Фрагмент документа -

40 дней по Евтушенко
Сколько десятков тысяч его автографов хранится по всему миру? Но каждому его обладателю дорог свой. И я храню.
Книжка уже прилично потрёпана, ведь в ней много любимых стихов. Бывает, зацепит стихотворение какой-то строчкой, и всё, оно уже твоё любимое. Ну, что казалось бы в этих строчках о велосипеде: «Я свожу его вниз. По ступеням он скачет упруго. Стукнуть шину ладонью — и сразу подскочит ладонь!» Но тут столько меткости, столько попадания в яблочко. Он и при разговоре умел как-то очень впопад спросить о том, что и в самом деле тебя волновало. По глазам читал, что ли? Тогда, в 94-ом, у меня ещё не было разрешения на работу, а он и спросил, работаю ли я. «Работать обязательно нужно, надо стараться найти выход», — сказал он, озадачив меня на ближайшие месяцы. Ну как можно было пренебречь этим советом?
Вот уж действительно не зря я взяла эту книгу в дальнюю дорогу.
А что написано здесь им?
Дорогая Варенька, спасибо вам за то, что взяли в столь дальнюю дорогу эту книгу"-кажется написано это) )
Дорогой Вареньке — спасибо вам за то, что взяли в столь дальнюю дорогу эту книгу. Евг. Евт.
теперь и я прочитала..), не все слова прописаны полностью.
ему, конечно, лестно было, что его книги чтут...
Наверное, лестно, — книжка уже тогда была довольно зачитанная, и он меня даже поцеловал.
Варь, расшифруй.
Расшифровали всё-таки. Почерк здесь уже, видимо, не очень неразборчивый, так как книг к тому моменту уже было подписано много. Но это всё были экземпляры одной и той же книги (проза, название потом найду, сейчас не вспомню), презентация которой в тот день была. А у меня была с собой прихваченная из России, и это его очень растрогало.
Дорогого стоит!
Да, для меня — очень. К тожу же это единственный автограф, который я в своей жизни взяла.
Да, Варя, ты как раз говорила у меня на страничке про это случай. Что можно сказать на это? Тебе здорово повезло, тебе с добрыми словами обратился сам поэт.
И светлая ему память.
Приходите ко мне на могилу,
приходите стрезва и в запой.
Я и туфельку и бахилу
над собою услышу собой.
Приносите еловых, рябинных
и каких захотите — ветвей,
приводите с собою любимых,
приводите с собою детей.
На траву и скамейку садитесь,
открывайте вино, если есть,
совершенно меня не стыдитесь,
окажите покойнику честь.
Говорите о спрятанной боли,
той, что исподволь мучает вас,
говорите — хотя б о футболе, -
я боюсь оторваться от масс.
Ни гранита и на лабрадора,
ни возвышенных слез, ни речей,
а побольше бы милого вздора
над веселой могилой моей.

Задания -
• A. Выпишите из стихотворения во фрагменте (от строки «Приходите ко мне на могилу» до конца) все глаголы в повелительном наклонении. Каждую форму приведите один раз, в том виде, в каком она стоит в тексте.
• B. Проверьте по фрагменту три утверждения: (i) автограф Евтушенко — единственный автограф, который автор записи взяла в жизни; (ii) подписанную книгу автор записи купила на презентации; (iii) в 94-м году у автора записи уже было разрешение на работу. Для каждого ответьте «да» или «нет» и приведите решающие слова фрагмента дословно.

Записи данных -

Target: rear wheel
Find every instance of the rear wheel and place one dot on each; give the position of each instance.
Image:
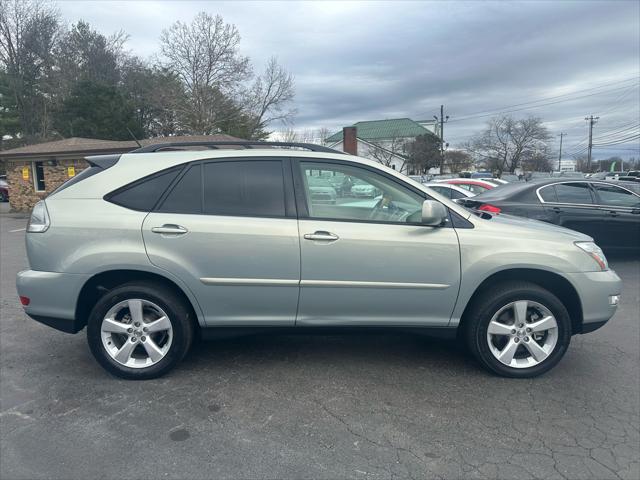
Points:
(518, 330)
(140, 330)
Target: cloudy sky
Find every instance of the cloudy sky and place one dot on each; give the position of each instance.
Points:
(352, 61)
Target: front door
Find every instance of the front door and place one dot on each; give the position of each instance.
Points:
(227, 230)
(365, 258)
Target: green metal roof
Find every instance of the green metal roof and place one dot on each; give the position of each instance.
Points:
(384, 129)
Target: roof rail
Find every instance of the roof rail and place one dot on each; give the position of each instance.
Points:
(157, 147)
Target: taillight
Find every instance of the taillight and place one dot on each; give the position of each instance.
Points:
(39, 221)
(489, 208)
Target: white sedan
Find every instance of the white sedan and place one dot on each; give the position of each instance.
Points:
(450, 191)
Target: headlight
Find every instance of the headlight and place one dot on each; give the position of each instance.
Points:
(594, 252)
(39, 221)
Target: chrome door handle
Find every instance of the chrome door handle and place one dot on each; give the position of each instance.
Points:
(170, 229)
(322, 236)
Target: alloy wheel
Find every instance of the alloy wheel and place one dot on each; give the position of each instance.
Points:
(136, 333)
(522, 334)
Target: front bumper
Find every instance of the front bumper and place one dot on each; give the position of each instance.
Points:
(52, 297)
(595, 290)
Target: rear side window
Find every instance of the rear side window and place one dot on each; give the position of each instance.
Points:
(615, 196)
(237, 188)
(548, 194)
(186, 196)
(579, 193)
(144, 194)
(244, 188)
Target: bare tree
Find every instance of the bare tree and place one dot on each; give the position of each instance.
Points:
(390, 152)
(205, 55)
(28, 33)
(507, 143)
(269, 98)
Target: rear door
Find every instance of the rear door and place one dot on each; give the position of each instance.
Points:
(228, 229)
(572, 205)
(621, 208)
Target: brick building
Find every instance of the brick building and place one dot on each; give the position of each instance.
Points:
(35, 170)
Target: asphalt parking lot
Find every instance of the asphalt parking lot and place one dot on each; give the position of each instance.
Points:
(354, 406)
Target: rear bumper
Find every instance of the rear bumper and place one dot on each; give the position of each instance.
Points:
(52, 297)
(595, 290)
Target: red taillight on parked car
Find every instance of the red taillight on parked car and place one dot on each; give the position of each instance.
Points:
(489, 208)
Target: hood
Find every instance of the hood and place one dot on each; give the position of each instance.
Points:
(536, 227)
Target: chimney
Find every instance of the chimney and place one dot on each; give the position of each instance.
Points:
(349, 140)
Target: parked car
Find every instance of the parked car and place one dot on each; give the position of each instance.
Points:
(364, 189)
(510, 178)
(475, 185)
(450, 191)
(609, 212)
(4, 191)
(486, 175)
(321, 190)
(151, 248)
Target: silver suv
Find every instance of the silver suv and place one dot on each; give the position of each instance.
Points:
(153, 248)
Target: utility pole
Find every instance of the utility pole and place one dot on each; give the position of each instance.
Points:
(560, 154)
(442, 121)
(592, 121)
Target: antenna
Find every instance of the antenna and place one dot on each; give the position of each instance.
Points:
(134, 137)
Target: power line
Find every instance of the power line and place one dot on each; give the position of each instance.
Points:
(592, 121)
(510, 108)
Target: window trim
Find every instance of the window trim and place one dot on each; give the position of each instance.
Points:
(591, 188)
(301, 199)
(180, 171)
(35, 176)
(287, 180)
(597, 194)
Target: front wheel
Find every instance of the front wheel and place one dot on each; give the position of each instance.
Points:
(140, 330)
(518, 330)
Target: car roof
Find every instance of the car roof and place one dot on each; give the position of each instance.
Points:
(510, 190)
(471, 181)
(448, 185)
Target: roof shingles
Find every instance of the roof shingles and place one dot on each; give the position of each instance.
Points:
(89, 145)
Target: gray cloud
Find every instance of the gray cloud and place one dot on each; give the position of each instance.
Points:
(359, 61)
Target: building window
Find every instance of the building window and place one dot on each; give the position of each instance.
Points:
(38, 176)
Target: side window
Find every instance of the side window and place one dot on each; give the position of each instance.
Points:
(616, 196)
(456, 194)
(186, 195)
(579, 193)
(548, 194)
(142, 195)
(342, 192)
(244, 188)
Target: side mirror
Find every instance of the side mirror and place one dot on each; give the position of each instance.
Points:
(433, 213)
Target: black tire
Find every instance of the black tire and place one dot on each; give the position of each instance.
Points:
(489, 302)
(180, 315)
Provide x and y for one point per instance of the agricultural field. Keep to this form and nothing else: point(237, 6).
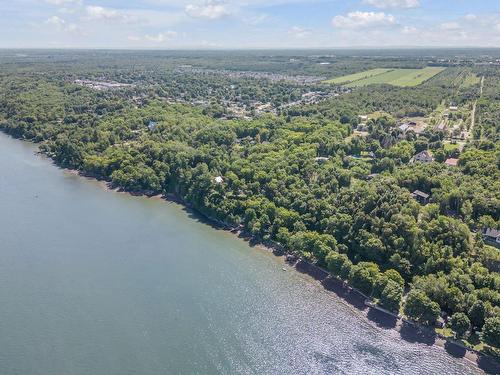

Результаты по заданиям -
• A. приходите, приносите, приводите, садитесь, открывайте, стыдитесь, окажите, говорите

• B.
(i) Да: «это единственный автограф, который я в своей жизни взяла».
(ii) Нет: «А у меня была с собой прихваченная из России».
(iii) Нет: «Тогда, в 94-ом, у меня ещё не было разрешения на работу».